--- SOURCE EXCERPT ---
+ + + +

# Gonna fix a little stew this evening



## Downtime2 (Sep 27, 2007)

Gonna make a pot of soup around 4 or 5 this evening. Welcome to drop by and have a drink and shoot the shit........


----------



## Downtime2 (Sep 27, 2007)

I can blacken some to go with it.....


----------



## Downtime2 (Sep 27, 2007)

Damn....blackend wahoo and stew......sounds very good to me.....


----------



## Russian (Jan 13, 2009)

Dang, sounds awesome, if I wasnt stuck in the ATL airport I would be all about it. Seems to be the story always busy whenever anything is going on. Headed back to Michigan for a week to see everyone and do some fishing im sure. Was supposed to be there 11:30AM this morning doesnt look like im getting out of here until 3 or 5 whichever flight I can get on. Have fun and enjoy. Hope this storm gets the hell out of here by the time I get back.


----------



## Downtime2 (Sep 27, 2007)

Can't fish....might as well eat good......


----------



## lobsterman (Sep 30, 2007)

Do you have a spot to park my row boat. It is monsooning down on this end of the county.


----------



## Downtime2 (Sep 27, 2007)

You bring it.....I'll park it.....


----------

+ + + +

--- DATA BLOCK ---
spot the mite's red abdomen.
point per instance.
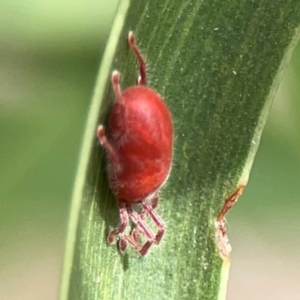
(141, 133)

+ + + +

--- TASK SET ---
a: From the stew thread, reproduce word for word the passage that begins with the words "Dang, sounds awesome, if" and ends with "well eat good......".
b: In the stew thread, where does Russian say he is headed for a week?

--- EXERCISE RESPONSES ---
a:
Dang, sounds awesome, if I wasnt stuck in the ATL airport I would be all about it. Seems to be the story always busy whenever anything is going on. Headed back to Michigan for a week to see everyone and do some fishing im sure. Was supposed to be there 11:30AM this morning doesnt look like im getting out of here until 3 or 5 whichever flight I can get on. Have fun and enjoy. Hope this storm gets the hell out of here by the time I get back.


----------



## Downtime2 (Sep 27, 2007)

Can't fish....might as well eat good......

b: Back to Michigan.